I am trying to ignore weave-net
, external-dns
, ingress-controller
and filebeat
events via:
- drop_event.when.regexp:
or:
kubernetes.pod.name: "weave-net.*"
kubernetes.pod.name: "external-dns.*"
kubernetes.pod.name: "nginx-ingress-controller.*"
kubernetes.pod.name: "filebeat.*"
However they continue to arrive in Elasticsearch.
This worked for me in filebeat 6.1.3
- drop_event.when:
or:
- equals:
kubernetes.container.name: "filebeat"
- equals:
kubernetes.container.name: "prometheus-kube-state-metrics"
- equals:
kubernetes.container.name: "weave-npc"
- equals:
kubernetes.container.name: "nginx-ingress-controller"
- equals:
kubernetes.container.name: "weave"
The conditions need to be a list:
- drop_event.when.regexp:
or:
- kubernetes.pod.name: "weave-net.*"
- kubernetes.pod.name: "external-dns.*"
- kubernetes.pod.name: "nginx-ingress-controller.*"
- kubernetes.pod.name: "filebeat.*"
I'm not sure if your order of parameters works. One of my working examples looks like this:
- drop_event:
when:
or:
# Exclude traces from Zipkin
- contains.path: "/api/v"
# Exclude Jolokia calls
- contains.path: "/jolokia/?"
# Exclude pinging metrics
- equals.path: "/metrics"
# Exclude pinging health
- equals.path: "/health"

_ _ _ _

## Required actions:
A: In the filebeat thread, which filebeat version did the configuration using equals conditions work in?
B: Continue the filebeat thread from its last line with a further reply.
The lines are separate material, unrelated to the filebeat thread.

_ _ _ _

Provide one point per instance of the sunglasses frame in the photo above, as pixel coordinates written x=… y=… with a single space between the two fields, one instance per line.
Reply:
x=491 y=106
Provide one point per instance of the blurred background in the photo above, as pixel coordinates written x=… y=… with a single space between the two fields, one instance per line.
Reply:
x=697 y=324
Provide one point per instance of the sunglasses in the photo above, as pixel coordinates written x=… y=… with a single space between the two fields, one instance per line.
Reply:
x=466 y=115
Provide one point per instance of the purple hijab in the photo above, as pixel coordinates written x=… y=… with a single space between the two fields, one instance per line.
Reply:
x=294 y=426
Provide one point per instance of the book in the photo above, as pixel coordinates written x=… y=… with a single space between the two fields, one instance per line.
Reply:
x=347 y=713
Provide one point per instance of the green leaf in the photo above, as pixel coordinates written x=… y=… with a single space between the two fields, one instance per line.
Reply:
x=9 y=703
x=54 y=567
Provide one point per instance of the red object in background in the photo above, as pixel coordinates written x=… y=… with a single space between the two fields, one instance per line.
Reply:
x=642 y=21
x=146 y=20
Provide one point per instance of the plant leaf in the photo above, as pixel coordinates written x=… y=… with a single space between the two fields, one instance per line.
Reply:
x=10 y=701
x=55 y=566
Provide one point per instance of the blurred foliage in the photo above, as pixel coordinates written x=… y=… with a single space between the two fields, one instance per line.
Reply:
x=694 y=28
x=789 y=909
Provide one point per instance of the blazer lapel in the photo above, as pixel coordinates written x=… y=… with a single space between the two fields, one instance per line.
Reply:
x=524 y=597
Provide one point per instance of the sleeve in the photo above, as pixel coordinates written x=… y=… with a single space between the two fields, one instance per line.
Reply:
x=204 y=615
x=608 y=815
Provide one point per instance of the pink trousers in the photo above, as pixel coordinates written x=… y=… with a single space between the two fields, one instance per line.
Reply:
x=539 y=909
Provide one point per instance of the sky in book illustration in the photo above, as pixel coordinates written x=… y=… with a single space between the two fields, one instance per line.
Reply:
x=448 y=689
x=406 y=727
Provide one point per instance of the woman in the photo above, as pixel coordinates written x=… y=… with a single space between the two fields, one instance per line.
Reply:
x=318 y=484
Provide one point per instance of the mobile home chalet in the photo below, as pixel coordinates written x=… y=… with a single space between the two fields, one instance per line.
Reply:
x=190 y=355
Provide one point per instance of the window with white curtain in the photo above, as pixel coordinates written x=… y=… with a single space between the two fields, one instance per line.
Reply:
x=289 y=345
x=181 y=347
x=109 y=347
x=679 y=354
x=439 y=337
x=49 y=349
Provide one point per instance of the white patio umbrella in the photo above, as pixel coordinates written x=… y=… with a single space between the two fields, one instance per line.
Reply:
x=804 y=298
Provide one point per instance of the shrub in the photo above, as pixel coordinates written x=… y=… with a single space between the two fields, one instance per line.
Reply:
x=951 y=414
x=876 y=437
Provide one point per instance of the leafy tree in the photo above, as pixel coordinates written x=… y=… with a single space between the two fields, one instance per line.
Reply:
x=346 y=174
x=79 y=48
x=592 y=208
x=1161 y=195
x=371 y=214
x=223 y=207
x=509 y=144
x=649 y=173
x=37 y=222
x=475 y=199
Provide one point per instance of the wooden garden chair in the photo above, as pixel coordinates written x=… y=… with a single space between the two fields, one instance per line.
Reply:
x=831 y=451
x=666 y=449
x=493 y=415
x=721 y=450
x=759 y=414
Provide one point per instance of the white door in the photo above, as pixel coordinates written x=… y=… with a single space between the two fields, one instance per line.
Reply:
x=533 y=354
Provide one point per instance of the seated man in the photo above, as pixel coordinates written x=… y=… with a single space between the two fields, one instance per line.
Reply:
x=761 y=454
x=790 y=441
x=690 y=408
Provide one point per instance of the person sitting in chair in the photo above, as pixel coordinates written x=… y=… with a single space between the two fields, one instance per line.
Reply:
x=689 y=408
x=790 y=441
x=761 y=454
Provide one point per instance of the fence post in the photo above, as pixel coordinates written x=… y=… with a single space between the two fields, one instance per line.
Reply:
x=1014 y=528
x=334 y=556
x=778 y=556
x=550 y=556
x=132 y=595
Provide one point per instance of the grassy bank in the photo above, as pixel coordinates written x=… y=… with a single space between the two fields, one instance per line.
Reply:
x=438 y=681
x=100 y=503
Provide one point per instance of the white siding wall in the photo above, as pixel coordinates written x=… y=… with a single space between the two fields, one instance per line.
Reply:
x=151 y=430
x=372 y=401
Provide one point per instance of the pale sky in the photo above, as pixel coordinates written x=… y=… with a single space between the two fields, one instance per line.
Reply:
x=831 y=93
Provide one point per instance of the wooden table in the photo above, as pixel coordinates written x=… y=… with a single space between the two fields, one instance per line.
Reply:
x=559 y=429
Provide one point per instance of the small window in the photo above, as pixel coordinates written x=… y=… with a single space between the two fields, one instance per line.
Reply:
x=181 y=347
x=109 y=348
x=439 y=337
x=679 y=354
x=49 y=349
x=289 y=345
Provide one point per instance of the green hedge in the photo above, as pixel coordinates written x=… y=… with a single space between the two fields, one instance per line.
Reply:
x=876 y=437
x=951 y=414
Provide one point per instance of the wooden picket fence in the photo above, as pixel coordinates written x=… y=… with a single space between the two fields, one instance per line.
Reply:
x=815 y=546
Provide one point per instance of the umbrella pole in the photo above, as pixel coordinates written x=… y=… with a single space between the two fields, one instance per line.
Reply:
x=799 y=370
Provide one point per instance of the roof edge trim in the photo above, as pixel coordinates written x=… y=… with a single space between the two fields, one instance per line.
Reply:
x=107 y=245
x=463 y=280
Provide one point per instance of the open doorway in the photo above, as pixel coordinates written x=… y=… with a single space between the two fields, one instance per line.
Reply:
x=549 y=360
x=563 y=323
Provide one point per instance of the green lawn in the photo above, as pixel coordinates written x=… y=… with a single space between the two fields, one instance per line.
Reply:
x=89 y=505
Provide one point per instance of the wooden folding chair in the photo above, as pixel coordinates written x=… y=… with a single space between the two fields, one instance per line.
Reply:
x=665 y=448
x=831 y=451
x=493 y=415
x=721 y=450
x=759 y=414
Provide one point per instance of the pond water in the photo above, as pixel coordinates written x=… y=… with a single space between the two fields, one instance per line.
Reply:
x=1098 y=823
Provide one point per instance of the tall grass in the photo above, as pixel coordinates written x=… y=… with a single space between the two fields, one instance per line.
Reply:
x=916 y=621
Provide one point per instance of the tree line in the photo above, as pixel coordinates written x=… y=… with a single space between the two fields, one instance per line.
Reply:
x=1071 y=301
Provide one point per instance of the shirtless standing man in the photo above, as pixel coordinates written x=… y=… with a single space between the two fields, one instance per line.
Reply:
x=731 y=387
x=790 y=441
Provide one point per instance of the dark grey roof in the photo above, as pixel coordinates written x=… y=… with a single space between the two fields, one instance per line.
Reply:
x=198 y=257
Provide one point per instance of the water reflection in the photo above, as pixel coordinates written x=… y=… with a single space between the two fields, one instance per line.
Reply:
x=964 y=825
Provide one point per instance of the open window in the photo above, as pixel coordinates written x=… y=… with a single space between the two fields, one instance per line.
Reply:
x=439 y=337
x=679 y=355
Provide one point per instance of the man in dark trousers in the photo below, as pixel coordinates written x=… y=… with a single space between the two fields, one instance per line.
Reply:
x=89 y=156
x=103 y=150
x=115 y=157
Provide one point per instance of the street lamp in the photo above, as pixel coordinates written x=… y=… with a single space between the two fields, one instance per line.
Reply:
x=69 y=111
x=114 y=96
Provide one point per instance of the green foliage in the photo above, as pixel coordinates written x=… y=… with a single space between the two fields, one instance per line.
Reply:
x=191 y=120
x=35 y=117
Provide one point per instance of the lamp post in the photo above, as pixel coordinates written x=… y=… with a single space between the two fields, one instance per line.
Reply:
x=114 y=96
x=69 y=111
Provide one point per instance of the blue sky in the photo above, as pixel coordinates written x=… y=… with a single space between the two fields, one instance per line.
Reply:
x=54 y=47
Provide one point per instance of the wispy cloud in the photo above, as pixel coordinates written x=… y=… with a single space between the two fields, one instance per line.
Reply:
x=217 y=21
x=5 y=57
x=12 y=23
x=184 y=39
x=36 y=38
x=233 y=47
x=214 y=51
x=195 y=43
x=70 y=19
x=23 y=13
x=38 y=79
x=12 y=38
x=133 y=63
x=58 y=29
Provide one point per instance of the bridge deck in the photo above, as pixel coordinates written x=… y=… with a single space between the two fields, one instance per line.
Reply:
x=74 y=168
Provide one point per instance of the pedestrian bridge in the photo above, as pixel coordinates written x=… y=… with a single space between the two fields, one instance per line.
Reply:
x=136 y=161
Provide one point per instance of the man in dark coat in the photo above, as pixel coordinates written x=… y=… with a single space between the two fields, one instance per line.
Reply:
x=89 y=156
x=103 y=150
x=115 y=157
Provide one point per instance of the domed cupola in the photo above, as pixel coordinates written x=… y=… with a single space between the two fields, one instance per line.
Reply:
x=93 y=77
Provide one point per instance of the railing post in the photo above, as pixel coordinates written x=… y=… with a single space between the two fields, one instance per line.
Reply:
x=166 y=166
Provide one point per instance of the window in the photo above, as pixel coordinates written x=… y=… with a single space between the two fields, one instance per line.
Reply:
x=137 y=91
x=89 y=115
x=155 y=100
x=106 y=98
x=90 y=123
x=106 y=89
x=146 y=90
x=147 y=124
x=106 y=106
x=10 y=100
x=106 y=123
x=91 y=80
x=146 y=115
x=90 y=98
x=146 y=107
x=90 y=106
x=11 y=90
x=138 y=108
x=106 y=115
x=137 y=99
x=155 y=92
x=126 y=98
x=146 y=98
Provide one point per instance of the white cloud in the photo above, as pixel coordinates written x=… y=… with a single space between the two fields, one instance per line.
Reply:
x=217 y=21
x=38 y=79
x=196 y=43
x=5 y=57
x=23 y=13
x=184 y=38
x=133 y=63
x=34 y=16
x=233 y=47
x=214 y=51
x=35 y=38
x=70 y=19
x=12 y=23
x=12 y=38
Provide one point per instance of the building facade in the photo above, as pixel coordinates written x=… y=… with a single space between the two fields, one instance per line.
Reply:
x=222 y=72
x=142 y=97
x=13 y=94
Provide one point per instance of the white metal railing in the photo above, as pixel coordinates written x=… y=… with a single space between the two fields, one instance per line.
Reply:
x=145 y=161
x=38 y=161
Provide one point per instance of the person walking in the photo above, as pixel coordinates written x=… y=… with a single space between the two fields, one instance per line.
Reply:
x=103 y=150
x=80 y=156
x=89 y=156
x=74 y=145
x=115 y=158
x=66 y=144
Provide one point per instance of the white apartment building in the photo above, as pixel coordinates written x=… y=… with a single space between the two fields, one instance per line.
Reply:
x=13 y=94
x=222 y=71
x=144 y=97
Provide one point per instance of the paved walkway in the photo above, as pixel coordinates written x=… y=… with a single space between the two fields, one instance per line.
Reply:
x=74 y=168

_ _ _ _

## Task-by-task answers:
A: It worked in filebeat 6.1.3.

B:
I am using a different approach, that is less efficient in terms on the number of logs that transit in the logging pipeline.
Similarly on how you did, I deployed one instance of filebeat on my nodes, using a daemonset. Nothing special here, this is the configuration I am using:
apiVersion: v1
data:
filebeat.yml: |-
filebeat.config:
prospectors:
# Mounted `filebeat-prospectors` configmap:
path: ${path.config}/prospectors.d/*.yml
# Reload prospectors configs as they change:
reload.enabled: false
modules:
path: ${path.config}/modules.d/*.yml
# Reload module configs as they change:
reload.enabled: false
processors:
- add_cloud_metadata:
output.logstash:
hosts: ['logstash.elk.svc.cluster.local:5044']
kind: ConfigMap
metadata:
labels:
k8s-app: filebeat
kubernetes.io/cluster-service: "true"
name: filebeat-config
And this one for the prospectors:
apiVersion: v1
data:
kubernetes.yml: |-
- type: log
paths:
- /var/lib/docker/containers/*/*.log
json.message_key: log
json.keys_under_root: true
processors:
- add_kubernetes_metadata:
in_cluster: true
namespace: ${POD_NAMESPACE}
kind: ConfigMap
metadata:
labels:
k8s-app: filebeat
kubernetes.io/cluster-service: "true"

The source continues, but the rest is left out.